> [Task instructions]
Gather every line of the records that contains the string "post" and copy each one. Case counts.

> [Listing]
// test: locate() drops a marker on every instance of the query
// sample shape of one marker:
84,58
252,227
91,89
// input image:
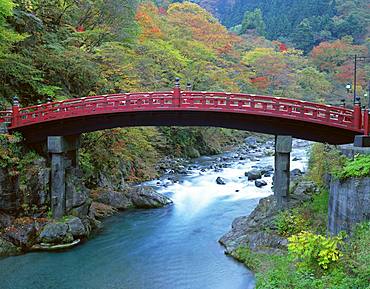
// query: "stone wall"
349,204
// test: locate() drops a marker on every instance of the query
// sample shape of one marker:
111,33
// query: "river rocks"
6,220
76,227
7,248
253,174
133,197
249,230
302,191
296,173
146,198
251,141
349,204
220,181
258,231
260,183
100,210
9,199
21,234
193,153
55,233
37,177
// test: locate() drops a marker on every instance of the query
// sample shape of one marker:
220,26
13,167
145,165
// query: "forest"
54,50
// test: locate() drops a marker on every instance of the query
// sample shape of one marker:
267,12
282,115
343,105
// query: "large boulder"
118,200
132,197
260,183
258,230
251,141
21,234
100,210
7,248
147,197
253,174
6,220
76,227
220,181
55,233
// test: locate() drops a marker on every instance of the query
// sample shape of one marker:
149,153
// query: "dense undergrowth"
314,260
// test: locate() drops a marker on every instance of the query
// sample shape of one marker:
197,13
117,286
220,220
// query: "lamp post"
357,58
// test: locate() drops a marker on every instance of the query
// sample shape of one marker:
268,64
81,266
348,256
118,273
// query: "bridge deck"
258,113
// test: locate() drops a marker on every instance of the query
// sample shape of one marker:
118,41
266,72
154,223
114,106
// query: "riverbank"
31,228
275,245
173,247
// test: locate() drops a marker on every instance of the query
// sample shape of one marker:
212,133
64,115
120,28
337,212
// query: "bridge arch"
265,114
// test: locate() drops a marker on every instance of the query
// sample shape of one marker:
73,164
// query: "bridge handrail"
217,101
5,116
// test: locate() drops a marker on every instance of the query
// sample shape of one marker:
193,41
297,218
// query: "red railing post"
357,115
366,122
15,112
177,93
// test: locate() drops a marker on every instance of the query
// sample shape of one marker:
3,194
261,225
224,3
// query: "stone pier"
64,154
283,148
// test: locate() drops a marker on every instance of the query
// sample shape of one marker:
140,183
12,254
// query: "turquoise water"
174,247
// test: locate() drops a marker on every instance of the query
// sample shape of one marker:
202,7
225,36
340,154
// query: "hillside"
302,23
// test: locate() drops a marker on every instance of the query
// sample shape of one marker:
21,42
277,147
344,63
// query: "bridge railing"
5,116
187,100
268,105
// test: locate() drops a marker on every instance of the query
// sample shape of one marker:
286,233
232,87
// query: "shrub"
245,255
290,222
358,167
314,251
324,160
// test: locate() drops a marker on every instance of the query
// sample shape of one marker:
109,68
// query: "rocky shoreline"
87,207
23,234
258,231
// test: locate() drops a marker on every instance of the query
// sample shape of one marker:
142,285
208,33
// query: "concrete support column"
3,128
283,147
63,150
58,185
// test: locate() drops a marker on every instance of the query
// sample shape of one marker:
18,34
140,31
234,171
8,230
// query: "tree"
253,20
7,35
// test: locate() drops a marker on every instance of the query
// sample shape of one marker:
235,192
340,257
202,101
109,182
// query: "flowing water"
174,247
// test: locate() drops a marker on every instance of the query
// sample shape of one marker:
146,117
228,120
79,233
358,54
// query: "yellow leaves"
148,18
201,25
313,250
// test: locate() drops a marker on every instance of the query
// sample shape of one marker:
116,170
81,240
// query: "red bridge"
265,114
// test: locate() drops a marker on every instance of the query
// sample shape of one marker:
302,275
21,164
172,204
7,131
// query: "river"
174,247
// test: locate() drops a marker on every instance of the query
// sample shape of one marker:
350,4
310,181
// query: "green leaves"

> [The solution]
// query: "lamp post"
// query: "red railing post"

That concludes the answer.